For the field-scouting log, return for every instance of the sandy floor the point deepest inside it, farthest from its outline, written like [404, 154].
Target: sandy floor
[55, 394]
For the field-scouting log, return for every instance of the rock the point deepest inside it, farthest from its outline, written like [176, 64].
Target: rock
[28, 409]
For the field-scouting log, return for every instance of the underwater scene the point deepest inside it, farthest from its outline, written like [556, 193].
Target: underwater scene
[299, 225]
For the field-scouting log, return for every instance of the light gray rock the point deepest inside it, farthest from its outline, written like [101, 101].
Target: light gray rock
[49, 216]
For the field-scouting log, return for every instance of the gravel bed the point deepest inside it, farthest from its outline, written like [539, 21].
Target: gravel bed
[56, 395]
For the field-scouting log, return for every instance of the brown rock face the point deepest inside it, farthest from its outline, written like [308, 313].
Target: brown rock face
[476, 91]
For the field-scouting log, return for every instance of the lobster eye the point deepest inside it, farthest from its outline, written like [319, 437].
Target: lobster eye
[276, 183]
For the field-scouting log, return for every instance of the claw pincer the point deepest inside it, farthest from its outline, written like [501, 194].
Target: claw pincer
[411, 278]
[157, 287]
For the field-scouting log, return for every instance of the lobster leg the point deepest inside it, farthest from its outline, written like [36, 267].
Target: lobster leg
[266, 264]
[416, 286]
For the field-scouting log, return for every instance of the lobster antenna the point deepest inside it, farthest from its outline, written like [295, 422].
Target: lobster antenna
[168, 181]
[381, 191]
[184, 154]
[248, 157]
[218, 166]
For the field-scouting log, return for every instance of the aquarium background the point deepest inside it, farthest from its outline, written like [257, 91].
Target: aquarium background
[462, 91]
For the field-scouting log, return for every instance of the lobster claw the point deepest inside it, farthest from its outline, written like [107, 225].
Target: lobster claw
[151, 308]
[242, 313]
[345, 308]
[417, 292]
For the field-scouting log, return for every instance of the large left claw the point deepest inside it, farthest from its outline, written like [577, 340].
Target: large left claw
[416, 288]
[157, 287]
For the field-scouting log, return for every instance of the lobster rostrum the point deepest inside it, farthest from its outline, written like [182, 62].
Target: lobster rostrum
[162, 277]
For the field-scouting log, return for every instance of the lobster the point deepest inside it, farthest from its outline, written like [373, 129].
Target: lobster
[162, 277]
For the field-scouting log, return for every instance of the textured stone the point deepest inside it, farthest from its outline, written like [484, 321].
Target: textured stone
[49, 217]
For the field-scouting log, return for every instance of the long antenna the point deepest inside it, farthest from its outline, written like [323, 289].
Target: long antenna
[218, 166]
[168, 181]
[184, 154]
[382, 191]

::::

**AIM OF THE EXERCISE:**
Recopy the entries above exactly, with every line included.

**REPLY TO THE TASK:**
For the field-scouting log, return for every instance of the sandy floor the point deepest inside it, farthest from its outline, written like [404, 154].
Target: sandy floor
[55, 394]
For the field-scouting log, return for every instance of the rock the point deepest inside it, farthest from its outline, written like [176, 64].
Target: rock
[28, 409]
For the field-scouting log, return for every instance of the underwater scene the point deepest inside it, farthest from its outline, written like [556, 193].
Target: underwater scene
[299, 225]
For the field-scouting log, return for every instance of the light gray rock the point deepest inside it, farthest from its outline, written like [101, 101].
Target: light gray rock
[49, 216]
For the field-scouting log, return for every instance of the gravel bed the point deepest inside it, farthest from its outline, written like [539, 21].
Target: gravel bed
[56, 395]
For the field-scouting log, return for every instance of the brown rock face the point deepest inside it, farthest from its outline, written like [308, 313].
Target: brown rock face
[476, 91]
For the field-scouting log, return for every instance of the lobster eye the point deepest inside it, farthest from its outline, written like [319, 437].
Target: lobster eye
[276, 183]
For the field-scouting log, return for every instance of the claw pincer the point deepest inside it, farthest from its outline, written like [501, 194].
Target: claw pincer
[411, 278]
[157, 287]
For the field-scouting log, return for every instance of the lobster leg the point deepest inside it, farthest from its outline, written like [36, 267].
Target: lobster leg
[266, 264]
[416, 286]
For the field-scouting log, return for every instance of the lobster antenna the point deepest inside it, farthest from its outline, written like [295, 422].
Target: lobster antenna
[168, 181]
[381, 191]
[184, 154]
[248, 157]
[218, 166]
For the field-scouting log, return for every instance of the aquarium background the point deepest inside it, farthest from its outline, written like [257, 91].
Target: aquarium background
[462, 91]
For the field-scouting log, return for every instance of the lobster claw the point deepest inside it, farthest from its outline, written like [107, 225].
Target: lobster claw
[151, 308]
[242, 313]
[345, 308]
[417, 292]
For the field-scouting log, return for every instance of the large left claw the point deepest inside it, farthest from its outline, written like [577, 340].
Target: large left claw
[416, 288]
[157, 287]
For the field-scouting log, return for every instance of the lobster rostrum the point deepest inside it, farthest from its outline, written like [182, 62].
Target: lobster rostrum
[162, 277]
For the field-scouting log, return for every instance of the lobster the point deepest inside it, farthest from its outline, written like [373, 129].
Target: lobster
[162, 277]
For the field-scouting log, return for every instance of the textured stone the point deepest inside it, farthest from its outline, written like [484, 321].
Target: textured stone
[49, 217]
For the field-scouting log, return for every instance of the long antenna the point deepest inside it, farthest from its outline, written like [323, 289].
Target: long antenna
[218, 166]
[168, 181]
[184, 154]
[382, 191]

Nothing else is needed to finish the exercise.